**PASSAGE PROVIDED:**
Hannah Feliciano, LMFT, shares highlights from her presentation, “The Hard Truths of New Parenthood.”
The Mental Health Challenges of New Parenthood Transcript
Hello, everyone! My name is Hannah Feliciano, and I am a Licensed Marriage and Family Therapist here in Tennessee. I’ve been practicing for a little over five years, and I currently work at Insight Counseling Centers in the Nashville area. If you weren’t able to join me for the presentation about the mental health challenges of new parenthood, I just wanted to share a little bit about some of the key points and takeaways.
Something that’s really important, I think, that we don’t talk a whole lot about is how to know what to look for in ourselves as potential mothers and fathers. A lot of times, we might think about postpartum issues starting directly after giving birth, but it can actually start during the stages before, even in preconception and conception. This can happen, especially for mothers, but there are postpartum depression, anxiety, and other diagnoses for males or fathers as well that often goes overlooked and isn’t discussed. So, those are two really important things that we need more awareness around.
Understanding what the diagnoses are is also crucial. While everyone talks about postpartum depression, there’s also postpartum anxiety and postpartum psychosis. These are less known and talked about, so it’s important to shed light on them.

**SOURCE DATA:**
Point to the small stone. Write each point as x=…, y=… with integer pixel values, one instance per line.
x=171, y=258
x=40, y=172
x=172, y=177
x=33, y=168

**EXERCISE:**
Name every postpartum diagnosis that the new-parenthood transcript mentions by name.

**PROBLEM SOLUTION:**
- Postpartum depression
- Postpartum anxiety
- Postpartum psychosis